## Lesetext
****

Rudolf Brunngraber
Rudolf Brunngraber wuchs als Sohn des Maurers Franz Brunngraber und seiner Frau Maria, geb. Eichhorn, die Hilfsarbeiterin war, in Wien-Favoriten auf. Von 1915 bis 1920 besuchte er das Landes-Lehrerseminar in Wien. Danach ging er mit Kollegen auf die Walz. Er gelangte bis nach Skandinavien, wo er als Fabrikarbeiter, Steinbruchtagelöhner, Kinogeiger, Geschirrwäscher und Zeitungsverkäufer jobbte. Wieder in Wien war er Speditionsarbeiter, bis er 1923 arbeitslos wurde.
Von 1926 bis 1930 studierte Rudolf Brunngraber an der Akademie für angewandte Kunst Malerei und Gebrauchsgraphik. Danach brachte er sich als Elfenbeingraveur und Gebrauchsgraphiker durch, autodidaktisch studierte er Nationalökonomie und Soziologie. 1927 wurde Brunngraber SDAP-Mitglied.
1929 heiratete er Aloisia (Louise) Gettinger (1901 – 1986). Befreundet war er u.a. mit dem Schriftsteller Ernst Waldinger und dem Volksbildner Karl Ziak. Er hielt Vorträge für die sozialdemokratische Bildungszentrale. 1932 bekam er den Julius Reich-Preis. 1932/33 war Brunngraber Mitarbeiter von Otto Neurath am Institut für Bildstatistik im „Gesellschafts- und Wirtschaftsmuseum“. Ende 1932 erschien sein erster Roman „Karl und das 20. Jahrhundert“, der auch in der Arbeiter-Zeitung abgedruckt wurde (18.1.1933 – 22.3.1933). Das Buch war sein erster großer Erfolg, erhielt 1933 anerkennende Besprechungen (Weltbühne, Frankfurter Zeitung), wurde aber Mitte des Jahres in Deutschland als „marxistisch, defaitistisch und pazifistisch“ verboten. Im österreichischen Ständestaat blieb das Buch noch unter dem Ladentisch erhältlich.

****

## Material
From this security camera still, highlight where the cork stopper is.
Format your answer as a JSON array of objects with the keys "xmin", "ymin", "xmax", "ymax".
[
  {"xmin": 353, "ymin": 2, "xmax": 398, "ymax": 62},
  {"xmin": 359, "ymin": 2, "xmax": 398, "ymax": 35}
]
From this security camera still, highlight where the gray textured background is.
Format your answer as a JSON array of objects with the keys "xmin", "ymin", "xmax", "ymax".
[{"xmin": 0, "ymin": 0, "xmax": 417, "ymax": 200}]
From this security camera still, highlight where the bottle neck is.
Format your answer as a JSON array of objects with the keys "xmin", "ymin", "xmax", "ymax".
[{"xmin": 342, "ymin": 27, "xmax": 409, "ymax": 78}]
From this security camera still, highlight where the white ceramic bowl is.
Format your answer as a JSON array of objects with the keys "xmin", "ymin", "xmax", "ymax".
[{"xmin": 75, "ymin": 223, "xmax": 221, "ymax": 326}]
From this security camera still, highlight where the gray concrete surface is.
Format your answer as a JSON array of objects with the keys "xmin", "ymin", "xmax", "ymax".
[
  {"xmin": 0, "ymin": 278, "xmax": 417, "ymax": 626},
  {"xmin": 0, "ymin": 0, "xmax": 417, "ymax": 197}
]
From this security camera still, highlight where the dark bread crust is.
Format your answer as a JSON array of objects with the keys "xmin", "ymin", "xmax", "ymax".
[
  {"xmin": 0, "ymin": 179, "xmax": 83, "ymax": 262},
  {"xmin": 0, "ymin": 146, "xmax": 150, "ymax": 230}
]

****

## Arbeitsaufträge
a. Fassen Sie im Lesetext über Rudolf Brunngraber den Absatz, der mit „Von 1926 bis 1930 studierte“ beginnt, als kurze Liste zusammen. Die wichtigsten Angaben sollen erhalten bleiben.
b. Setzen Sie den Lesetext über Rudolf Brunngraber nach dessen letztem Satz fort.

## Schriftliche Lösungen
a.
- 1926–1930: Studium der Malerei und Gebrauchsgraphik an der Akademie für angewandte Kunst
- danach Lebensunterhalt als Elfenbeingraveur und Gebrauchsgraphiker
- Selbststudium der Nationalökonomie und Soziologie
- 1927: Eintritt in die SDAP

b.
Brunngraber wohnte im 4. Wiener Gemeindebezirk, Wiedner Gürtel 38.
Im Jänner 1933 wurde er Mitarbeiter der kurzlebigen Wiener Weltbühne, er gehörte zu den Mitbegründern und Vorstandsmitgliedern (Obmannstellvertreter) der „Vereinigung sozialistischer Schriftsteller“. Im Februar 1934 wurde er deren Obmann. Im März 1933 wurde er Lektor des Verlages Elbemühl. Im Oktober desselben Jahres war er wegen einer Rede bei einer Arbeitslosenveranstaltung für acht Tage in Polizeihaft.
Brunngraber verlegte die Handlungen seiner Bücher ins Ausland. Er selbst hielt sich in den Jahren von 1936 – 1939 in Jugoslawien, Italien, Griechenland und der Tschecholowakei auf.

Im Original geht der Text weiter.